Some records:
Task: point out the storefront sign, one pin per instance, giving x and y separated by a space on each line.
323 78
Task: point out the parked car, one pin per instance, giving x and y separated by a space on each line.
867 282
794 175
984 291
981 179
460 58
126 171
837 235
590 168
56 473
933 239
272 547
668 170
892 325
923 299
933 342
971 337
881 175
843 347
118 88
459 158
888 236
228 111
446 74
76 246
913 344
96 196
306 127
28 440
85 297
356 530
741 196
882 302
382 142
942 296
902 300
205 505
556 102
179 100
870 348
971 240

== REQUIRED TASK ==
Copy everything from the line containing "Task: point out the parked" down to the end of the records, including the request, and add -19 to every coordinate in the answers.

== SOLUTION TO THIS PROBLEM ==
Task: point out the parked car, one pin per instance, giving x and y separated by a space on each line.
848 263
775 156
965 272
962 160
441 39
107 152
818 216
571 149
37 454
914 220
253 528
649 151
873 306
904 280
914 323
952 318
862 156
824 328
99 69
440 139
869 217
209 92
427 55
57 227
894 325
77 177
287 108
9 421
66 278
337 511
722 177
863 283
363 123
923 277
883 281
186 486
537 83
160 81
851 329
952 221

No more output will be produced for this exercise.